Instruction:
Reproduce each of the following lines verbatim and in their original order.

Entries provided:

+--

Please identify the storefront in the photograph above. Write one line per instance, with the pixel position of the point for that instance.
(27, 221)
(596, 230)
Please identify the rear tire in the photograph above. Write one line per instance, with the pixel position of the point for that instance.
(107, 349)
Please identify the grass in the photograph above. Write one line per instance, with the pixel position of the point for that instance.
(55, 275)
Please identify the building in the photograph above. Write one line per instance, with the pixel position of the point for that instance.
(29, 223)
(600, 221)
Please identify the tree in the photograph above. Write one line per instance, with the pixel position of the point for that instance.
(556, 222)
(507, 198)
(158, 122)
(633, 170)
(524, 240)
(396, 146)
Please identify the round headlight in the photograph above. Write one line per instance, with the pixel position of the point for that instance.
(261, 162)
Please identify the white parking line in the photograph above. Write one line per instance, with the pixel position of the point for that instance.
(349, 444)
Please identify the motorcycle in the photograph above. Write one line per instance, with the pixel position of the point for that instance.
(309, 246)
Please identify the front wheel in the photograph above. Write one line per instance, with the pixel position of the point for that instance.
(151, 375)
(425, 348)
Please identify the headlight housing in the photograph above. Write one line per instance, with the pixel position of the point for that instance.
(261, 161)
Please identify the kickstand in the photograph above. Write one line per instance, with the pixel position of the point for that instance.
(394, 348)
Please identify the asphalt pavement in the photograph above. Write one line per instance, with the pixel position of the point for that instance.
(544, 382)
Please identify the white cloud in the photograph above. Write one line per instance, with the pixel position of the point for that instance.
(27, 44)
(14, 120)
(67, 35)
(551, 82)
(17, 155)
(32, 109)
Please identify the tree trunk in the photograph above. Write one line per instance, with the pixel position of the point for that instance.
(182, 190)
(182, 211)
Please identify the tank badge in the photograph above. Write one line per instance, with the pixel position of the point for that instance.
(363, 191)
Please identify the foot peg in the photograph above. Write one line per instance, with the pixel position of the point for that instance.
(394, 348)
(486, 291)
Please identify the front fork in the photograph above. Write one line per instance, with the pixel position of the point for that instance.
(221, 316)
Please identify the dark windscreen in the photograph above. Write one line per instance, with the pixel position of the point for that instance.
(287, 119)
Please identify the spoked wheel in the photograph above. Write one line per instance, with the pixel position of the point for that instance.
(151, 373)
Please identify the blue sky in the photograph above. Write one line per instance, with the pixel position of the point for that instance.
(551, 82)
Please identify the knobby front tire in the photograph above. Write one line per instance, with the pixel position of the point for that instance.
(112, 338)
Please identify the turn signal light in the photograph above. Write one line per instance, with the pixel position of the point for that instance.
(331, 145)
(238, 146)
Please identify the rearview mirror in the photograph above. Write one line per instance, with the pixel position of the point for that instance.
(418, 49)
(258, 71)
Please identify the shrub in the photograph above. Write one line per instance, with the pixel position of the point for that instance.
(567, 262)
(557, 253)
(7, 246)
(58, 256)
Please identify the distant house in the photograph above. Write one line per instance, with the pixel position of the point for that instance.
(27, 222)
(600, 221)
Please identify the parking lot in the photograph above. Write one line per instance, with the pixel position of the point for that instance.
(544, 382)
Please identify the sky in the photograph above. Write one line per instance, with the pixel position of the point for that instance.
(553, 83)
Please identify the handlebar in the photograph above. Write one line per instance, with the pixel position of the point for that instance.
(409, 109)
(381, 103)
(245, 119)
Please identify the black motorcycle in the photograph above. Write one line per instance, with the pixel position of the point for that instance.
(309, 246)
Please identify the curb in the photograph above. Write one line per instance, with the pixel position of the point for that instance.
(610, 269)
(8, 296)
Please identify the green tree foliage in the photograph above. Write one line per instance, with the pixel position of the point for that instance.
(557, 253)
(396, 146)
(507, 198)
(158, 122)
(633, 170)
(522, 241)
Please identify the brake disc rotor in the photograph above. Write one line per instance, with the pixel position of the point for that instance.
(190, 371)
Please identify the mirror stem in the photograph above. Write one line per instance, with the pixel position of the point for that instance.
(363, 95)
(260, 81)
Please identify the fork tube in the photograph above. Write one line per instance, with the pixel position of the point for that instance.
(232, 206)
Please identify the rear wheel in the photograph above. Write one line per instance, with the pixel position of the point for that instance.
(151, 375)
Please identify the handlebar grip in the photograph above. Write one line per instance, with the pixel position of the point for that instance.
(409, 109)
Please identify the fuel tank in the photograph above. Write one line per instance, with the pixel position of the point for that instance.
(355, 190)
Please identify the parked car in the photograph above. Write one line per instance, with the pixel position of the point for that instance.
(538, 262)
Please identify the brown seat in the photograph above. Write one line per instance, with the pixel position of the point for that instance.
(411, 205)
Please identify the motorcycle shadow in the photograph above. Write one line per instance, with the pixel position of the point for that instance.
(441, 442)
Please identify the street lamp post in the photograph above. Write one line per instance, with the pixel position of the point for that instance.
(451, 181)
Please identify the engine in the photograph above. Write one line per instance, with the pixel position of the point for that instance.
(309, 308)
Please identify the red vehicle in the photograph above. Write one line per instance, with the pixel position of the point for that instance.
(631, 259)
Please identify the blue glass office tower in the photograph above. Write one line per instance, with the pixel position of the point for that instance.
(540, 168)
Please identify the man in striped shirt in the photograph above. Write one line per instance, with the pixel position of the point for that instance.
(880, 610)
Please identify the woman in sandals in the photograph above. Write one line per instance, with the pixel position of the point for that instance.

+--

Task answer:
Please identify the storefront in the photograph above. Write one line per instance, with the pixel position of the point for that instance.
(27, 221)
(596, 230)
Please identify the rear tire in the photograph above. Write one line per instance, with the pixel position of the point for that instance.
(107, 349)
Please identify the grass in the photograph above. Write one line per instance, with the pixel position of the point for that instance.
(55, 275)
Please identify the building in the photograph above. Write one line per instance, with the pixel position of the point for that instance.
(29, 223)
(600, 221)
Please identify the tree in the photograph above. Write one line per instance, with the pixel position of the point for that instance.
(556, 222)
(507, 198)
(158, 122)
(633, 170)
(524, 240)
(396, 146)
Please identify the round headlight in the photograph above. Write one line per instance, with the pixel position of the point for that instance.
(261, 162)
Please identify the white parking line in the photograph above. Write one line per instance, with the pixel position of the point for that instance.
(349, 444)
Please identify the motorcycle in the photograph above. Write one line per instance, with the pixel position of the point for that instance.
(309, 246)
Please identify the front wheel in the photograph above. Write one line per instance, with the pixel position of the point for that instance.
(151, 375)
(425, 348)
Please identify the headlight housing in the photograph above. Write one line per instance, with the pixel position of the point for that instance.
(261, 161)
Please identify the kickstand in the photograph above. Write one line per instance, with the pixel position of the point for that instance.
(394, 348)
Please identify the asphalt pavement in the photograph above. Write one line per instance, with the pixel position of the point for that instance.
(544, 382)
Please identify the white cloud in the photograph above. Write one line per instance, with the pixel position of the point for that instance.
(27, 44)
(14, 120)
(67, 35)
(551, 82)
(17, 155)
(32, 109)
Please identify the tree trunk in the photograph above. Write one line per instance, with the pixel position of the point for that instance.
(182, 190)
(182, 211)
Please identify the tank badge in the photograph above. Write one line per instance, with the pixel position of the point for that instance.
(363, 191)
Please identify the foot peg in the photograph above. Write one line per instance, with the pixel position of the point for that instance.
(394, 348)
(486, 291)
Please identify the front fork in the photograph above. Write one line per instance, with the pixel position of the point for that instance.
(221, 316)
Please identify the dark windscreen in the photograph above. Write one line per instance, with the pixel position of the point for that instance.
(287, 119)
Please identify the spoked wheel in the photograph above. Write one line per instance, with the pixel position of the point for that instance.
(151, 373)
Please identify the blue sky in the photograph above. Write one line per instance, with the pixel position of the point for that instance.
(551, 82)
Please identify the knobby front tire in the photograph above. Write one line per instance, with the pixel position of the point for that instance.
(112, 338)
Please identify the turn signal light in the photograph above. Write one line per instance, with the pixel position of the point for that instance.
(331, 145)
(238, 146)
Please identify the rearview mirror in the photograph above. Write one line per instance, with the pixel position of the point for that instance.
(418, 49)
(258, 71)
Please identify the shrub in the photograph above. Write one line per instance, with the pixel position of the point for that instance.
(567, 262)
(557, 253)
(7, 246)
(58, 256)
Please identify the distant house in the photograph above. Write one line per instance, with the pixel position of the point for that instance.
(27, 222)
(600, 221)
Please identify the parking lot in the photograph above. Write one line per instance, with the pixel position of the point for that instance.
(544, 382)
Please identify the sky in the photograph above. Write one line per instance, with the pixel position of the point for that instance.
(553, 83)
Please identify the handlebar in the photograph above. Write one line per instance, with the pixel position of the point for that instance.
(409, 109)
(381, 103)
(245, 119)
Please identify the black motorcycle in the photograph above. Write one line per instance, with the pixel position of the point for that instance.
(309, 246)
Please identify the curb in the photograph above. Write one line per instance, with the pixel position of the point for that instance.
(610, 269)
(8, 296)
Please identify the green tree foliage in the photograph above. Write one line per instance, with the pixel position of the point for that instance.
(557, 253)
(396, 146)
(507, 198)
(158, 122)
(633, 170)
(522, 241)
Please identify the brake disc rotor in the photograph above. Write one line per instance, with the pixel position of the point for that instance.
(190, 371)
Please identify the mirror stem in the photograph above. Write one line per instance, with the pixel position of the point for that instance.
(363, 95)
(260, 81)
Please identify the fork tube in the photograph above. Write one line per instance, with the pixel position of the point for that instance.
(232, 206)
Please identify the rear wheel in the photograph above. Write one line per instance, with the pixel position of the point for that instance.
(151, 375)
Please identify the handlebar grip in the photograph above. Write one line per instance, with the pixel position of the point for that instance.
(409, 109)
Please identify the fuel tank in the photograph above. Write one line per instance, with the pixel position of the point for that instance.
(355, 190)
Please identify the parked car in the photograph above. Write one line per instance, with the pixel position of the point for that instance.
(538, 262)
Please identify the brown seat in the photograph above. Write one line per instance, with the pixel position of the point for that instance.
(411, 205)
Please identify the motorcycle shadow in the photograph above. Write one line per instance, with the pixel position of the point for that instance.
(441, 442)
Please identify the street lamp post in the photograph above. Write one line per instance, with the pixel position of the point for that instance.
(451, 181)
Please identify the engine in the photograph above. Write one line per instance, with the pixel position of the point for that instance.
(309, 308)
Please identify the red vehicle in the photograph above. Write one line per instance, with the pixel position of the point for that instance.
(631, 259)
Please identify the blue glass office tower in the photograph above. Write one line per instance, with the pixel position of the point for that instance.
(540, 168)
Please identify the man in striped shirt in the photograph above. Write one line per instance, with the pixel position of the point for that instance.
(880, 610)
Please identify the woman in sandals in the photograph above. Write one line per instance, with the pixel position of the point for that instance.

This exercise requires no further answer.